## Dataset
====================

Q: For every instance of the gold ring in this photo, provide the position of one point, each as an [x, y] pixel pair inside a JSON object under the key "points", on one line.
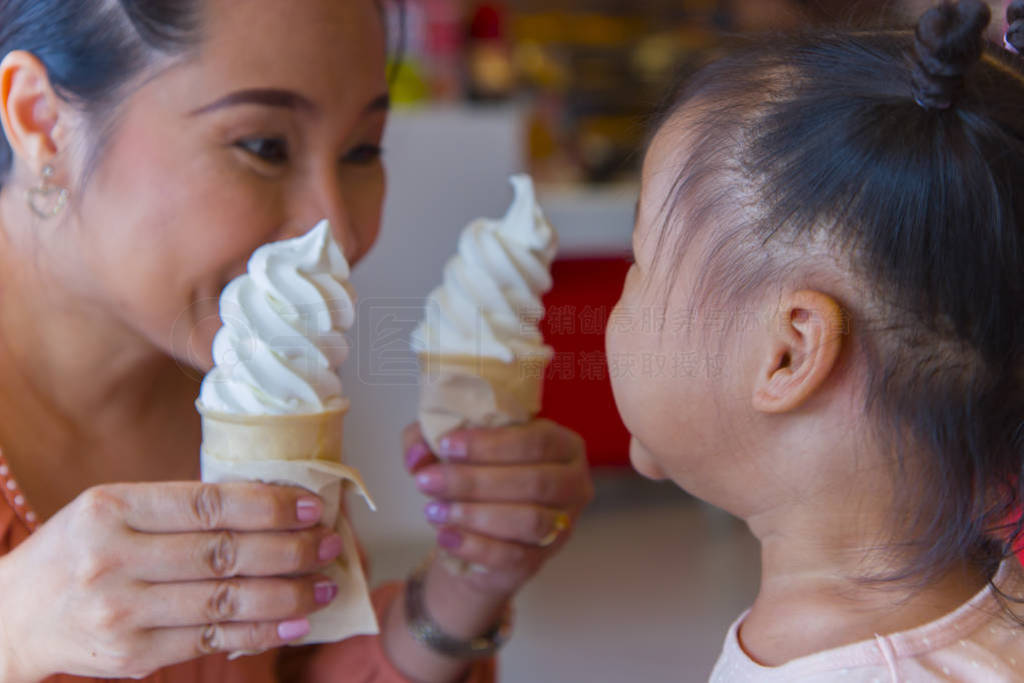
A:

====================

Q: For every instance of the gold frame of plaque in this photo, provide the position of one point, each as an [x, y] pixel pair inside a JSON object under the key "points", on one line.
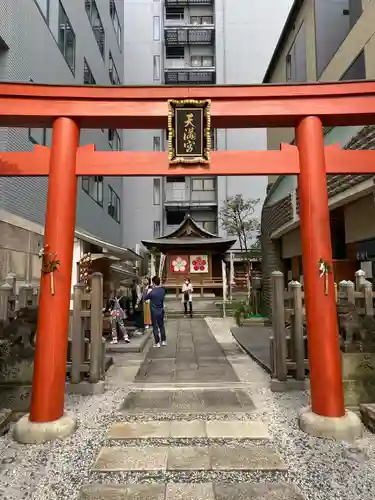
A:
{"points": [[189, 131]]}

====================

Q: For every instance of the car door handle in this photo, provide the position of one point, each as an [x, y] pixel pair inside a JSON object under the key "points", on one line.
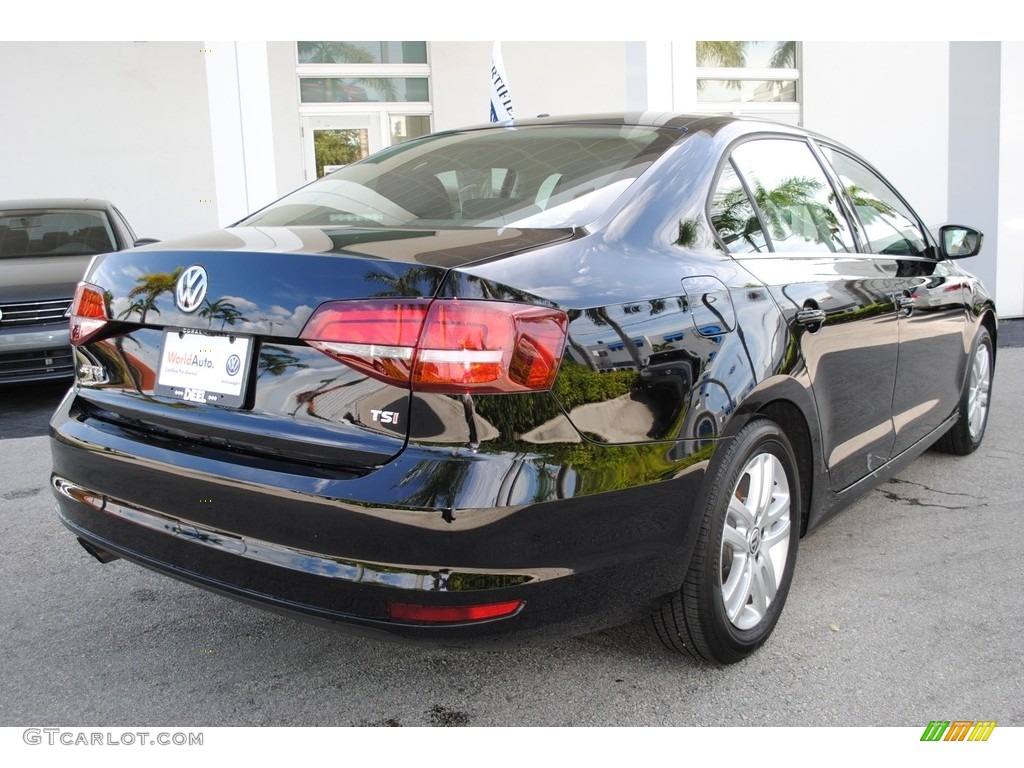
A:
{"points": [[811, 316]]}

====================

## Problem to solve
Pick out every line in the entries above that contains the word "provide" and copy each one.

## Result of the task
Q: For every instance of the gold ring in this photo, provide the position of one point, each as an [x, y] pixel pair inside a JSON object under the key "points", on one line.
Q: For every instance of the gold frame of plaque in this photo, provide the position of one point, each as an [x, y] pixel pair inside a JSON object under the key "points", on one line.
Q: For every instance of the car door handle in this photo, provide the position of one point, each as an [x, y] pixel pair inside a JSON object under the key "points", on one line.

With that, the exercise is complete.